● **STATED PROBLEM**: Retype the material word for word.

● **MATERIAL FOR THIS EXERCISE**:
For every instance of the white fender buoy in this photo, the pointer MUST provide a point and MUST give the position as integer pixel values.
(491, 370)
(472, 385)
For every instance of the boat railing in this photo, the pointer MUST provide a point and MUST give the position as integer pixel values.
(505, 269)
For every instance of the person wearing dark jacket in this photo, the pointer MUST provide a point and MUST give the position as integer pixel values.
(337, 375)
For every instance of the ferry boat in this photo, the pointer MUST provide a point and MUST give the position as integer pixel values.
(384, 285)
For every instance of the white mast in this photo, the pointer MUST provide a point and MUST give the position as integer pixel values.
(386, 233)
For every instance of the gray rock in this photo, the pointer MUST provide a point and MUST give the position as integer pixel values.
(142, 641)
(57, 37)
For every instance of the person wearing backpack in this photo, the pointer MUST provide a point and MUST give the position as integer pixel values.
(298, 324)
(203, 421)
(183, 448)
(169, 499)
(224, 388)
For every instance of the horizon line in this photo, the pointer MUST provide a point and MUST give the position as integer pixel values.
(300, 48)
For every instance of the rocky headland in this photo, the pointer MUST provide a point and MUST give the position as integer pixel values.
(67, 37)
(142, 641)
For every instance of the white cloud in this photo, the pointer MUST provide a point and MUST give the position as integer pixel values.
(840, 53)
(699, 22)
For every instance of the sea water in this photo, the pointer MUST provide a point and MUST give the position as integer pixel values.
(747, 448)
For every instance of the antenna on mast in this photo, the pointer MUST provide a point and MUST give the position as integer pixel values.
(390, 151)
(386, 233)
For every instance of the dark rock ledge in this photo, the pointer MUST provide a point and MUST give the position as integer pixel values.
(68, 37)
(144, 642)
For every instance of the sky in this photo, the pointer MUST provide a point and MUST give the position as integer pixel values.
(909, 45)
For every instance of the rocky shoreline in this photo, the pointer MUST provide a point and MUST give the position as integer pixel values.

● **ANSWER BELOW**:
For every instance of the white fender buoy in this photo, the pointer MUST provide a point and MUST give the position as integer pixel values.
(491, 370)
(472, 385)
For every instance of the boat railing in this photo, the pointer MUST provide a point and MUST give the position as integer pixel values.
(505, 269)
For every instance of the person wearing dark jacket in this photo, the pointer MUST provide a point and MUST give the position as integer pixel values.
(337, 375)
For every instance of the ferry boat in this photo, the pointer MUST provide a point and MUST give the position as integer pixel values.
(384, 285)
For every instance of the white mast in this photo, the pointer MUST provide a point and MUST give the position as integer pixel values.
(386, 233)
For every instance of the gray rock in this photo, the pointer MUST provide a point and MUST give the position as integer pixel values.
(142, 641)
(57, 37)
For every instance of the person wearing backpack in this photo, the pointer MUST provide a point and MUST give the position as integer pixel values.
(298, 324)
(203, 421)
(183, 448)
(169, 499)
(224, 388)
For every instance of the horizon line in this photo, the pointer MUST provide a point and MUST give the position as integer pixel values.
(300, 48)
For every instance of the rocky headland in this photo, the pointer MUST provide a point and MUST give the position as integer pixel values.
(67, 37)
(142, 641)
For every instance of the white cloud in this photo, the pointer MUST provide a point and MUST give the position as integer pixel values.
(840, 53)
(699, 22)
For every instance of the sea water in this photo, the pointer MUST provide a point and MUST give the position as integer pixel values.
(747, 448)
For every instance of the antenna on mast in this photo, the pointer MUST provide a point and MUST give the position as integer pixel values.
(390, 151)
(386, 233)
For every instance of the dark rock ledge in this photo, the pointer MUST provide a point and MUST give the position as integer pixel values.
(68, 37)
(144, 642)
For every instance of the sky in this photo, the pointer MUST provide a point and MUST give the position as integer pixel values.
(909, 45)
For every instance of the rocky shoreline in this photo, the pointer MUST provide a point and MUST give the position as integer pixel values.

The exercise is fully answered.